### Input for this task
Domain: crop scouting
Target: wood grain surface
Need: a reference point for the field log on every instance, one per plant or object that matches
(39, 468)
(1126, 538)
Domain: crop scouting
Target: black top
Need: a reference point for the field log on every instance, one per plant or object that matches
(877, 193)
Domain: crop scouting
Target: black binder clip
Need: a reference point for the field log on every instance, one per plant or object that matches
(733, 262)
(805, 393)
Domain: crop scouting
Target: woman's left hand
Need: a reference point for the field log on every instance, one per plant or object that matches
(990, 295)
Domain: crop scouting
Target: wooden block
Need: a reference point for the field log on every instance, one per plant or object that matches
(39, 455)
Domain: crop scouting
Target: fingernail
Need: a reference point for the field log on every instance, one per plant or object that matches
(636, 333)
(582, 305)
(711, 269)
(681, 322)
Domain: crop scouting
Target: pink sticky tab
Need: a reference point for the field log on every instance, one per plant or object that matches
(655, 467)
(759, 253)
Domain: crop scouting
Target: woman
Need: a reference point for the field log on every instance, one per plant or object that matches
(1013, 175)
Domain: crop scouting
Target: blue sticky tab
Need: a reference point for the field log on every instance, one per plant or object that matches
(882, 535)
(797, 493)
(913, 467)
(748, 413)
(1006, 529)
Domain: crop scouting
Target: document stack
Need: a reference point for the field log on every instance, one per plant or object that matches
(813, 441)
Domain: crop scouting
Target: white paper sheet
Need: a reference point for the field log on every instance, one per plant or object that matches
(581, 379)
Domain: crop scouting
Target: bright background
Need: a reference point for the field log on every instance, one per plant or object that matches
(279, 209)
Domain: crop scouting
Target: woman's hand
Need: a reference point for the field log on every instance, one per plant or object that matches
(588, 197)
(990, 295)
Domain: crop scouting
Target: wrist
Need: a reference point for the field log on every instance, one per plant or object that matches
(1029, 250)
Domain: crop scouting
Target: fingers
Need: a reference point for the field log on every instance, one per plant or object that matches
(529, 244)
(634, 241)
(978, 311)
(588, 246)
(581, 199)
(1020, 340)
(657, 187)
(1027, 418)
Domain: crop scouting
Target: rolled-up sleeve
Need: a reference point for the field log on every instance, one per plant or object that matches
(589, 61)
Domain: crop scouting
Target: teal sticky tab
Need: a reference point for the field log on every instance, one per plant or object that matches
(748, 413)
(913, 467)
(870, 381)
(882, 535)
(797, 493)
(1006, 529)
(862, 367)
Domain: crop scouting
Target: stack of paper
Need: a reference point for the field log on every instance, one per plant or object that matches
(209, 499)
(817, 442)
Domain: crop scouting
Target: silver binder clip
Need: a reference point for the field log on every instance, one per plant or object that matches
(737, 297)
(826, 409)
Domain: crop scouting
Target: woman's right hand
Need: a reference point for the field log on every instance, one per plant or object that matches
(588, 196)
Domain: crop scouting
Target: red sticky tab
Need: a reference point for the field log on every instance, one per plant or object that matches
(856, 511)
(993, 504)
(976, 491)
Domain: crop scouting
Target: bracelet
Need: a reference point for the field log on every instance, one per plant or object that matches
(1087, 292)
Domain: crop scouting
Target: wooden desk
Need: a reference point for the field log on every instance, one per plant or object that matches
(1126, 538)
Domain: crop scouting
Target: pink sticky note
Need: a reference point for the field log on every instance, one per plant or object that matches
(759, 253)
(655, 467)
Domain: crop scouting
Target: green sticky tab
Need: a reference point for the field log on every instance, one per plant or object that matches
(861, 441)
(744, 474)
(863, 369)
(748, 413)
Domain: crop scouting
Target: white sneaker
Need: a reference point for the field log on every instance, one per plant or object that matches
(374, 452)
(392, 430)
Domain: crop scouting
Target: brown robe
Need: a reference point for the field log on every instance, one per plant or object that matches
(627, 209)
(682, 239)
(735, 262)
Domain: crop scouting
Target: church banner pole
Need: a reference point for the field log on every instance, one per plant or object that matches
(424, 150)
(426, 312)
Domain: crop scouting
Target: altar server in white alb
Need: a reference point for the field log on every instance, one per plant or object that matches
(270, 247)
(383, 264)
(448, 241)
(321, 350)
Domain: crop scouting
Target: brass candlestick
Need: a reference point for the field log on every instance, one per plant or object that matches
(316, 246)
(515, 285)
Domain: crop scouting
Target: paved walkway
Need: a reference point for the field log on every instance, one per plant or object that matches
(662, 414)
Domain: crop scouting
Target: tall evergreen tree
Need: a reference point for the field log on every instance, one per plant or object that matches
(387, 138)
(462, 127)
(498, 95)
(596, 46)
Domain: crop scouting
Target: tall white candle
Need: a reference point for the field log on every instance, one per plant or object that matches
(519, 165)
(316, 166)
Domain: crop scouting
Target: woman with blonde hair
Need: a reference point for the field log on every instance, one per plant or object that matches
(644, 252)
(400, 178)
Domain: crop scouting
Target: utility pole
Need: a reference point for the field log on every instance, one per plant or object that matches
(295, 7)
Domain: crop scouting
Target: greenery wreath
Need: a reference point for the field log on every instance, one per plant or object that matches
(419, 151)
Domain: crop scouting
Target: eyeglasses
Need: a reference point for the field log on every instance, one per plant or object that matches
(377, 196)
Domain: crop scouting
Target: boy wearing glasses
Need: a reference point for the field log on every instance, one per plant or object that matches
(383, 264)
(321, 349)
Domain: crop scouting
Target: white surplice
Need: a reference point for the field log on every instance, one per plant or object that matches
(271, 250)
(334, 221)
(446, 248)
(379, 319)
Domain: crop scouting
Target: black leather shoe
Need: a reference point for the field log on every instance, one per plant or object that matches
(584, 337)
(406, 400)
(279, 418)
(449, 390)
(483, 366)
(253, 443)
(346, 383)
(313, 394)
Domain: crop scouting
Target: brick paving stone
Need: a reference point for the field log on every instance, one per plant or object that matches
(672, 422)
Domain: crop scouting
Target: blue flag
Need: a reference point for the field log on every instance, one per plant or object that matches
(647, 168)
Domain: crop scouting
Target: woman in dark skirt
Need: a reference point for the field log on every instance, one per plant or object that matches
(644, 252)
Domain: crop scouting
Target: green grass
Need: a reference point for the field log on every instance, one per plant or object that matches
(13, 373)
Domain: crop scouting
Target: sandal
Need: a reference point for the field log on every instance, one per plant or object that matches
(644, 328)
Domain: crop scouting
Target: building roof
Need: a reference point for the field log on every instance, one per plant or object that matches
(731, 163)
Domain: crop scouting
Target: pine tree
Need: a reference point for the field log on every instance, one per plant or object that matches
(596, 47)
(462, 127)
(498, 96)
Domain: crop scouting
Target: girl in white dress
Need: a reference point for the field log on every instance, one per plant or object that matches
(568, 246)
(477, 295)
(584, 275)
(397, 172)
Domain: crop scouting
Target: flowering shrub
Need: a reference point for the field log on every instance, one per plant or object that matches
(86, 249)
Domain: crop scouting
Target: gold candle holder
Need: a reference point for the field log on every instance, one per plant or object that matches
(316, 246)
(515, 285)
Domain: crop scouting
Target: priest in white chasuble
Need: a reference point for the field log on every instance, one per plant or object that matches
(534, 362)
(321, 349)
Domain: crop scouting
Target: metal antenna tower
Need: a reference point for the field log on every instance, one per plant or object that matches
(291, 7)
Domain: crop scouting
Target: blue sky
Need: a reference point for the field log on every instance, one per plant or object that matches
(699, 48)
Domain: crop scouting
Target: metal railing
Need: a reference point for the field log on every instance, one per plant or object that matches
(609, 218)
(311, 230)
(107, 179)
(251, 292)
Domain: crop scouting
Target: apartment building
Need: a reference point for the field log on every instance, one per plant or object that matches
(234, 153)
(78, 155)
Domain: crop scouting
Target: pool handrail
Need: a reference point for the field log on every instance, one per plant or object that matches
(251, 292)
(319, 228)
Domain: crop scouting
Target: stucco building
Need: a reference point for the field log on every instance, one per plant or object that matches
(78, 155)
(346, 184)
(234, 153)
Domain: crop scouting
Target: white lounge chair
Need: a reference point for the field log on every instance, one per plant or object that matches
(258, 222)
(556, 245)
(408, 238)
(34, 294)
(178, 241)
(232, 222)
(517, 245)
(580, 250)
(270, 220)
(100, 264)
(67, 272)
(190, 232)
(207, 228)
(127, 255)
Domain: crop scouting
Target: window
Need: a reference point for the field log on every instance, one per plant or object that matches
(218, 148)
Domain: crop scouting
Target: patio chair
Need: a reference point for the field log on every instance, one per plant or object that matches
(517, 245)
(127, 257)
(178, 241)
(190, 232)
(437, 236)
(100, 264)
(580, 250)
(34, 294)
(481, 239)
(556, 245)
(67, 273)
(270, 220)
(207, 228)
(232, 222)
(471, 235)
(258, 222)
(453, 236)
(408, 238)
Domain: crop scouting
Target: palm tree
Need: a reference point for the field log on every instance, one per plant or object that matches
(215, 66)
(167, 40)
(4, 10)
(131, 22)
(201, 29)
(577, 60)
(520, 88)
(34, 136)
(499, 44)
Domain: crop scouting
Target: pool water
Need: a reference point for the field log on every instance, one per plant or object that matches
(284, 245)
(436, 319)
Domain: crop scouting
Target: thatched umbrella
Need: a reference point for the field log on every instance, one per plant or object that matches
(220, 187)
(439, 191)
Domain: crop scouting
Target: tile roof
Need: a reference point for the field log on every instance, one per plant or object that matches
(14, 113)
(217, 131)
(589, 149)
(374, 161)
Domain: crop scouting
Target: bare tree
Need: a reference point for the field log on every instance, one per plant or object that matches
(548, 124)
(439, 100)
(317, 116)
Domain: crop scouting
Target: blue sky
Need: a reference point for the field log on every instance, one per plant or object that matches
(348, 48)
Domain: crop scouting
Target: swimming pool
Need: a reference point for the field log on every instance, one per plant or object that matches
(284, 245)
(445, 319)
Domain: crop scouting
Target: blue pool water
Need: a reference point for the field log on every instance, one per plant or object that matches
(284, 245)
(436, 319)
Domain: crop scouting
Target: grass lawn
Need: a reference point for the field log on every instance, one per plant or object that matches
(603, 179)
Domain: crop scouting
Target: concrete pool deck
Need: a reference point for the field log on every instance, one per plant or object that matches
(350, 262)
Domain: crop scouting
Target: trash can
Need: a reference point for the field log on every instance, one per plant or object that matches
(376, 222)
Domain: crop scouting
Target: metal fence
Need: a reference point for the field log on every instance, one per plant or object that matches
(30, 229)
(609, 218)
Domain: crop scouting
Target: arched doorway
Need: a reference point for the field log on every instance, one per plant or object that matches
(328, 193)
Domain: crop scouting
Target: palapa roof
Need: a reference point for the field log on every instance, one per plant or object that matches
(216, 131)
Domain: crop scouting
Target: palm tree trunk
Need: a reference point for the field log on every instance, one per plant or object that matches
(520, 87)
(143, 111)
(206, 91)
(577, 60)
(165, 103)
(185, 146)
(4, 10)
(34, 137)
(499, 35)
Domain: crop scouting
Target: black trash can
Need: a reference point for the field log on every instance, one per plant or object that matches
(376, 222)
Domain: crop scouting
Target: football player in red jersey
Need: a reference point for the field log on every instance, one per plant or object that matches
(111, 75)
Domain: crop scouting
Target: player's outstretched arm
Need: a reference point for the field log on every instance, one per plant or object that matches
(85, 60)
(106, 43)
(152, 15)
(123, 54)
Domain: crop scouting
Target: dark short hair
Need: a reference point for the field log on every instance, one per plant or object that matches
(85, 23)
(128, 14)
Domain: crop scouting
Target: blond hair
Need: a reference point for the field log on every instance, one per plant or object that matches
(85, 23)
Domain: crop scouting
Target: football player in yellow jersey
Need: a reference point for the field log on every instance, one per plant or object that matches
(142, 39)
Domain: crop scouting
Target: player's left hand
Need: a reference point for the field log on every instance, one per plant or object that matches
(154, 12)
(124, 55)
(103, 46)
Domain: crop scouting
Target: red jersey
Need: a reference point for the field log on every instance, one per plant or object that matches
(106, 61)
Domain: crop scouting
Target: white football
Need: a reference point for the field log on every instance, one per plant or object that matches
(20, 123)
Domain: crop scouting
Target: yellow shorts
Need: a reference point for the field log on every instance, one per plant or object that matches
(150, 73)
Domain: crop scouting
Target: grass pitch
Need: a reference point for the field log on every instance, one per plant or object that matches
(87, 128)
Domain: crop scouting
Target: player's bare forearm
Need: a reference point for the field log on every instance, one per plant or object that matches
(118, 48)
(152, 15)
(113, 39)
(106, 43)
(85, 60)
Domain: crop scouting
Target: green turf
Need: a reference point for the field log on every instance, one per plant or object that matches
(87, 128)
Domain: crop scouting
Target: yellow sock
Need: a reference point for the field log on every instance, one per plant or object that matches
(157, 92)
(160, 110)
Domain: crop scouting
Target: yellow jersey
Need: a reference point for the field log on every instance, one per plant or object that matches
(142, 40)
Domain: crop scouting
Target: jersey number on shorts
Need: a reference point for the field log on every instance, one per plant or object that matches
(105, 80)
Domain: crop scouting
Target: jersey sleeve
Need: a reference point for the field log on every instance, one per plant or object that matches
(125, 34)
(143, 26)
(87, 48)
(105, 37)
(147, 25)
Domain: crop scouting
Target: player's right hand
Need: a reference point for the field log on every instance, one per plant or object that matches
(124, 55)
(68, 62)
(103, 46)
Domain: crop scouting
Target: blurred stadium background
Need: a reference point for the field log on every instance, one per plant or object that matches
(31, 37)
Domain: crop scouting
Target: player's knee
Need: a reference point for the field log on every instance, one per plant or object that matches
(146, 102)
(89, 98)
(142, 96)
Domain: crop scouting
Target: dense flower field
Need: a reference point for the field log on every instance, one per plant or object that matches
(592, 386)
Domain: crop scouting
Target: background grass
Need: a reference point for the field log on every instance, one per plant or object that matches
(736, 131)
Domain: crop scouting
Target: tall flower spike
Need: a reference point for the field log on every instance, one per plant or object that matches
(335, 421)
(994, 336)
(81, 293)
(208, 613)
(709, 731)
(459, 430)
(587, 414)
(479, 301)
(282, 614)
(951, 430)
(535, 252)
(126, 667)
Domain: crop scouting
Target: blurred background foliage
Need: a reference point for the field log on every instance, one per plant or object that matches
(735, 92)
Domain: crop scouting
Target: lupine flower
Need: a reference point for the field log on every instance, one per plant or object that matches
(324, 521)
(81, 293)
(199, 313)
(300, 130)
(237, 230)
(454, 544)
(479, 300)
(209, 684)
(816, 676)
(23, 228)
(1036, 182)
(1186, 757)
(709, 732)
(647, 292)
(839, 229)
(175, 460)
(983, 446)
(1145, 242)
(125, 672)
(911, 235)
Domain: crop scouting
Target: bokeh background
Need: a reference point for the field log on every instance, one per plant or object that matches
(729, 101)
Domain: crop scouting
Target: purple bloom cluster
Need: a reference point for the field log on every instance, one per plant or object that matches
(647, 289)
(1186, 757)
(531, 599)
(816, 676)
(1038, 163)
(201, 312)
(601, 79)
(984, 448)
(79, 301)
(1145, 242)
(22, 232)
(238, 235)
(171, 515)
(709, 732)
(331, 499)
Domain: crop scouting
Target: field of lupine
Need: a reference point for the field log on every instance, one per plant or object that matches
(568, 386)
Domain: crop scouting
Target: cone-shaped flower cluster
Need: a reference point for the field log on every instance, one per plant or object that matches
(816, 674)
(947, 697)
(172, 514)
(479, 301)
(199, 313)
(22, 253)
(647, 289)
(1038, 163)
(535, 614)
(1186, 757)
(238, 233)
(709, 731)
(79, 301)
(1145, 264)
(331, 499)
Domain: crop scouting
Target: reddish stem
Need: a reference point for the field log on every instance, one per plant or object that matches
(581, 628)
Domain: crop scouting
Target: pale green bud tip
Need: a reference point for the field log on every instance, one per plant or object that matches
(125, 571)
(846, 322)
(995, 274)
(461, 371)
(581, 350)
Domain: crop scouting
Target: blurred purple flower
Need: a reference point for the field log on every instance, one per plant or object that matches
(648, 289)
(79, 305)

### Requirements
Report each line of the material above that contains the string "woman", copying every such line in full.

### Exercise response
Target: woman's left hand
Target: woman
Target: woman's hand
Target: woman's right hand
Target: woman with blonde hair
Target: woman in dark skirt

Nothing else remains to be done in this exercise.